All lines of the data shown below should be output exactly as they stand.
========================
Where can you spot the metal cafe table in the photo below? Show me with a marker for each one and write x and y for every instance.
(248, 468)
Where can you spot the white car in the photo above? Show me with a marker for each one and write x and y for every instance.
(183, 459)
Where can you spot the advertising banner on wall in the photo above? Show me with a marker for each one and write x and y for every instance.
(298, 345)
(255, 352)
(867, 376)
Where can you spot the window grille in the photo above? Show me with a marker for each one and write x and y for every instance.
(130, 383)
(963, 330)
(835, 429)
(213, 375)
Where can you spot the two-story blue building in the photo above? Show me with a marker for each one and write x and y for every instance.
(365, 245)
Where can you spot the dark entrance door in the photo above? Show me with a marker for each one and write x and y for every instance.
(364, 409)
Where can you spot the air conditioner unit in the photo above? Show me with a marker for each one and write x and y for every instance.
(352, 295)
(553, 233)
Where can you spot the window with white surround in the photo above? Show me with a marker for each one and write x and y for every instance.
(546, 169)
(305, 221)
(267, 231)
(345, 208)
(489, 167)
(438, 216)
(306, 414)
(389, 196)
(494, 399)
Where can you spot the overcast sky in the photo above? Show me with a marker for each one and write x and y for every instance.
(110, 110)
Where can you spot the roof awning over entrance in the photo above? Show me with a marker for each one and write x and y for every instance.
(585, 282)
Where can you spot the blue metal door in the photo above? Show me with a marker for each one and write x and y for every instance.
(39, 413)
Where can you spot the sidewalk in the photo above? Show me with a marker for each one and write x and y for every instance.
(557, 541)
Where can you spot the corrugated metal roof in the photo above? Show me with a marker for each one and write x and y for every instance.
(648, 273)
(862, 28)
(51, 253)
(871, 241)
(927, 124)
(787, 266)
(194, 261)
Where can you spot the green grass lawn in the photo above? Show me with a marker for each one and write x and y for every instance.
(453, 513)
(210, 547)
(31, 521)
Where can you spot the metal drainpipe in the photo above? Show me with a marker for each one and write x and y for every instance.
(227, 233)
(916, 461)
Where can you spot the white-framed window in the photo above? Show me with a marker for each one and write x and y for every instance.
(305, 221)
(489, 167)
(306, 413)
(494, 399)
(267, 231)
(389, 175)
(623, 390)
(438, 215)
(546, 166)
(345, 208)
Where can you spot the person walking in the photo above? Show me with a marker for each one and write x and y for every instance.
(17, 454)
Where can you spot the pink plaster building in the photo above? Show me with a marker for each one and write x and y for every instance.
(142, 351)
========================
Answer box:
Where can you spot the metal cafe table in the photo below? Show me with a marker for each one and write x and y for every instance.
(248, 468)
Where can you spot the white car in the photo above? Show me with a marker for each one and write x and y for every instance.
(183, 459)
Where can you spot the advertising banner on wall in the photo above? Show me with a marker for each one and write x and y for every instance.
(298, 345)
(255, 352)
(867, 376)
Where can you spot the window grille in the photo above? Show me with a marker for each one and write x and y for every instance.
(130, 383)
(963, 330)
(835, 429)
(213, 375)
Where can you spot the two-story blue building in the photo above? Show me with a marker for each one and write x and y for every instance.
(365, 245)
Where can you spot the dark entrance door in the photo above? Show me with a marker for each one and write x and y for every instance.
(364, 409)
Where can you spot the air conditioner unit in the photo above? Show me with a marker for each one and write x and y for every instance.
(352, 295)
(553, 233)
Where can you spot the window with white surround in the photo above? Show me with a marker for each one and write x and y for every instance.
(546, 169)
(305, 221)
(267, 231)
(345, 208)
(489, 167)
(438, 216)
(306, 414)
(389, 196)
(494, 399)
Where can you spot the overcast sky in the photo above? Show me with a marker for each one and write x and y for every instance.
(110, 110)
Where can you spot the roof awning over entrance in the photo above? Show me with a marker for each one and write x and y for every instance.
(585, 282)
Where can you spot the blue metal door in the photo above? Show me with a marker for each one and write x and y for every instance.
(39, 413)
Where can you spot the sidewalk in the photo above? Show me with a marker for each one and write x and y for every instance.
(557, 541)
Where can you spot the corrugated metal roof in the photo above? Show me with a marker for each one and write x and y for every instance.
(648, 273)
(862, 28)
(51, 253)
(871, 241)
(927, 124)
(787, 266)
(194, 261)
Where can you spot the green grass lawn in the photo above? Show me with a marker for each one and write x and y for every instance.
(453, 513)
(210, 547)
(31, 521)
Where can you spot the metal drainpipe in the photo above? Show me with a marker for each one and write x and y for every instance.
(227, 233)
(916, 461)
Where can you spot the white-framed window in the photo above? Show me with a marker for each one and write x and y for every instance.
(305, 221)
(489, 167)
(306, 413)
(494, 399)
(267, 231)
(389, 175)
(623, 390)
(438, 215)
(546, 166)
(345, 208)
Where can you spot the person walking in the photo above? Show me with a marker for each one and write x and y for every instance.
(17, 454)
Where can you spot the pink plaster building in the photo above? Show me with a marker for each one and write x and y for every instance.
(142, 351)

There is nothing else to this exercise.